# Goal:
From the source data below, extract each line that contains the string "reflection". Copy every such line in full.

(Source data)
====================
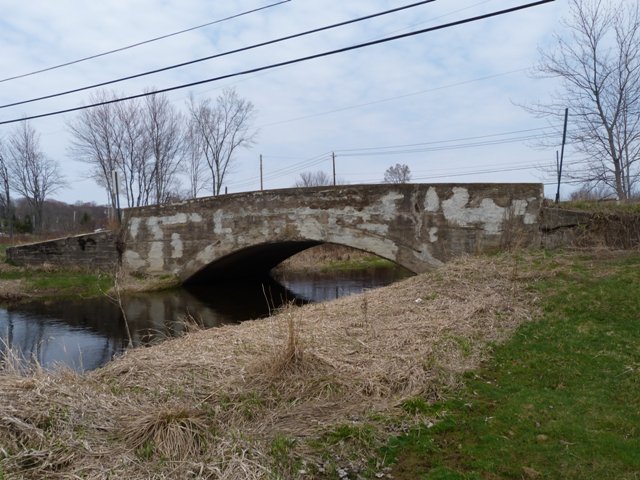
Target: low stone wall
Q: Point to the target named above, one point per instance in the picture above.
(92, 251)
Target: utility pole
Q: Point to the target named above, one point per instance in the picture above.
(261, 185)
(564, 141)
(333, 159)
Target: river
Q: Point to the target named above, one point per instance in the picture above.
(85, 334)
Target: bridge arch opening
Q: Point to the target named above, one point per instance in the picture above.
(258, 260)
(254, 261)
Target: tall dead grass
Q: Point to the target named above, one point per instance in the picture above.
(210, 404)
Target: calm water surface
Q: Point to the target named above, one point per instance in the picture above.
(86, 334)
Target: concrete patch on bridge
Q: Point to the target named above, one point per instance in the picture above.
(418, 226)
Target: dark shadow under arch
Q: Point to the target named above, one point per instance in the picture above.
(254, 261)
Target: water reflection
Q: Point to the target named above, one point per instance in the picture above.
(85, 334)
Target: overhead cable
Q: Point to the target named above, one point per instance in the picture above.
(217, 55)
(144, 42)
(283, 64)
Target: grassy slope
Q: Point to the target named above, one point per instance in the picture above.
(44, 282)
(559, 400)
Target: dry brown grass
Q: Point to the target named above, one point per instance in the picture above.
(209, 404)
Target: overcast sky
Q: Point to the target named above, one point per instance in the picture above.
(436, 99)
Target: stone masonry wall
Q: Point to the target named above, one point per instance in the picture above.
(93, 251)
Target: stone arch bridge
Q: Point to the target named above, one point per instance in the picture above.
(417, 226)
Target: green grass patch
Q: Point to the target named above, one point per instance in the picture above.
(561, 399)
(60, 283)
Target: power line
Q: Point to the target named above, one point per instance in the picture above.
(144, 42)
(439, 142)
(282, 64)
(389, 99)
(218, 55)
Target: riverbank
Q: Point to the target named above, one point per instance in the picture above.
(412, 374)
(304, 393)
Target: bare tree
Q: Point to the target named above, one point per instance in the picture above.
(598, 64)
(96, 142)
(143, 142)
(397, 174)
(133, 153)
(195, 165)
(31, 173)
(223, 127)
(313, 179)
(5, 190)
(164, 132)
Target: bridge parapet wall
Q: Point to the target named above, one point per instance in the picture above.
(418, 226)
(95, 251)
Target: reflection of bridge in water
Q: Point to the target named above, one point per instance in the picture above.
(85, 334)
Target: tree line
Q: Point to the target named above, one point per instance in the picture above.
(148, 145)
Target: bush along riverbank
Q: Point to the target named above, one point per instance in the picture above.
(513, 366)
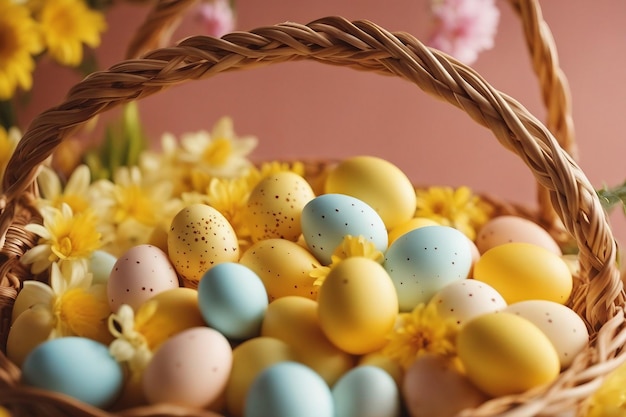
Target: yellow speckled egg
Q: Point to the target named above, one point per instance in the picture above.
(523, 271)
(249, 359)
(294, 320)
(167, 314)
(377, 182)
(275, 204)
(357, 305)
(283, 266)
(200, 237)
(503, 354)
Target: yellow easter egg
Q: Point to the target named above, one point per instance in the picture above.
(275, 204)
(522, 271)
(378, 183)
(407, 226)
(249, 359)
(168, 313)
(357, 305)
(200, 237)
(294, 320)
(283, 266)
(503, 354)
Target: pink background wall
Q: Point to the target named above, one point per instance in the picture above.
(312, 110)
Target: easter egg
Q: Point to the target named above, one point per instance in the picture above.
(166, 314)
(249, 359)
(565, 329)
(189, 369)
(289, 389)
(523, 271)
(275, 204)
(199, 238)
(75, 366)
(232, 300)
(366, 391)
(377, 182)
(494, 347)
(328, 218)
(30, 329)
(505, 229)
(283, 266)
(433, 386)
(425, 260)
(357, 305)
(294, 320)
(138, 274)
(466, 299)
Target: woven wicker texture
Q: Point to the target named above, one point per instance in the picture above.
(598, 295)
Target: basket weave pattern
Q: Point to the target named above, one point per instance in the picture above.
(598, 295)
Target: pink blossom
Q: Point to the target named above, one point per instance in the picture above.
(216, 16)
(464, 28)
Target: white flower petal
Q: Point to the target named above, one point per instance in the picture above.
(32, 293)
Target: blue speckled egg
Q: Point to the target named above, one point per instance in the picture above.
(423, 261)
(288, 389)
(233, 300)
(79, 367)
(328, 218)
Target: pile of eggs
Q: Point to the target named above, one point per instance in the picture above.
(253, 335)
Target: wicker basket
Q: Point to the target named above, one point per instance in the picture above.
(571, 202)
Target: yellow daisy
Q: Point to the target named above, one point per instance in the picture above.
(68, 24)
(220, 153)
(75, 193)
(72, 307)
(458, 208)
(421, 331)
(350, 246)
(67, 238)
(19, 41)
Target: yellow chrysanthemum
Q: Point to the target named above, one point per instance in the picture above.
(350, 246)
(68, 24)
(458, 208)
(419, 332)
(65, 237)
(220, 153)
(19, 40)
(74, 194)
(230, 197)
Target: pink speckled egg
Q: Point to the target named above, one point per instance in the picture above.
(139, 274)
(189, 369)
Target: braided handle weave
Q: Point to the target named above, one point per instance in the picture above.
(363, 45)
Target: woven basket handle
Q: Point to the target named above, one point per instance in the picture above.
(359, 45)
(165, 16)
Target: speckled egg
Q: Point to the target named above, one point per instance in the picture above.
(200, 237)
(283, 266)
(190, 369)
(466, 299)
(328, 218)
(425, 260)
(275, 205)
(139, 274)
(505, 229)
(377, 182)
(565, 329)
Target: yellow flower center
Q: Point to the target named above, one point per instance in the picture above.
(133, 203)
(218, 152)
(81, 313)
(75, 237)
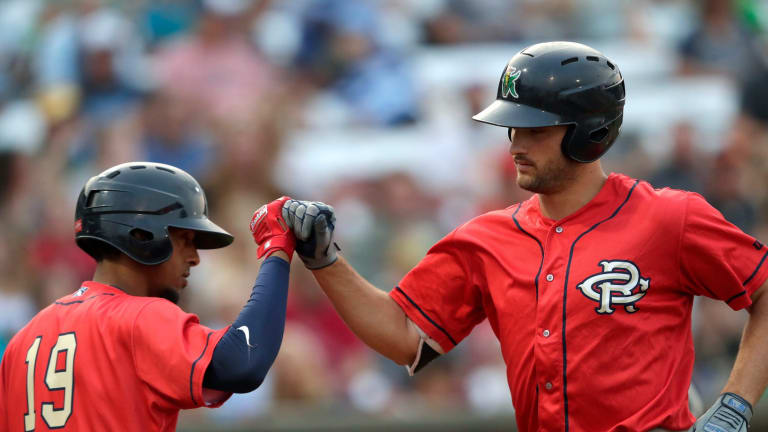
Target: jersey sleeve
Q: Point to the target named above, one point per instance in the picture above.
(171, 351)
(718, 260)
(438, 294)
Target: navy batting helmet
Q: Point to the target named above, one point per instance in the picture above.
(562, 83)
(131, 206)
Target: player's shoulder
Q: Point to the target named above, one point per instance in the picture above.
(643, 190)
(493, 220)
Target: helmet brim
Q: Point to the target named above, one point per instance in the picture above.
(208, 234)
(510, 114)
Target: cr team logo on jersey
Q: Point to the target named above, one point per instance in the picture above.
(619, 284)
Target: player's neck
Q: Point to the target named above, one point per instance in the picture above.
(576, 195)
(121, 274)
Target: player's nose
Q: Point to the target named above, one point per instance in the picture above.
(193, 258)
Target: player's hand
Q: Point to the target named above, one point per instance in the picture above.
(313, 223)
(730, 413)
(270, 231)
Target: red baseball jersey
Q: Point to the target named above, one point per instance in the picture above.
(593, 311)
(101, 359)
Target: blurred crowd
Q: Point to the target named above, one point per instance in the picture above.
(259, 98)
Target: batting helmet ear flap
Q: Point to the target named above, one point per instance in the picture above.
(583, 145)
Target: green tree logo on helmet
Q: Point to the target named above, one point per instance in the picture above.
(508, 82)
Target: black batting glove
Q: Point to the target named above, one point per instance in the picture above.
(312, 223)
(730, 413)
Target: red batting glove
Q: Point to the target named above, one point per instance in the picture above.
(270, 231)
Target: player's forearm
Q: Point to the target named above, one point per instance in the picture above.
(749, 376)
(369, 312)
(247, 350)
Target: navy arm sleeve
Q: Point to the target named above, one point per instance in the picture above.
(247, 350)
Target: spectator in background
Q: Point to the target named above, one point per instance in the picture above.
(721, 44)
(215, 68)
(682, 170)
(341, 49)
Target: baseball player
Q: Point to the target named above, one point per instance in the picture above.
(588, 285)
(116, 354)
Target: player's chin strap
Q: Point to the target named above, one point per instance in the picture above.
(730, 413)
(428, 350)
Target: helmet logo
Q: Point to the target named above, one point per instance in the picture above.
(508, 82)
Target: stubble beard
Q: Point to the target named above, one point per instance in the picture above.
(550, 177)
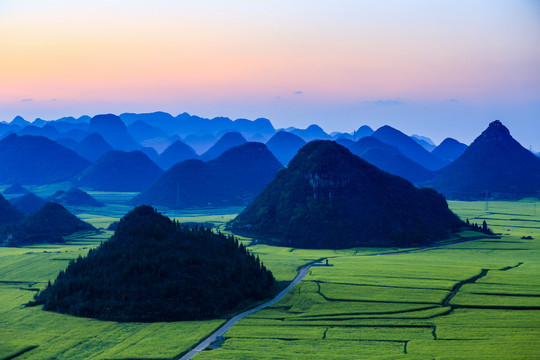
====================
# Solved exercise:
Target: water reflection
Target: reflection of bridge in water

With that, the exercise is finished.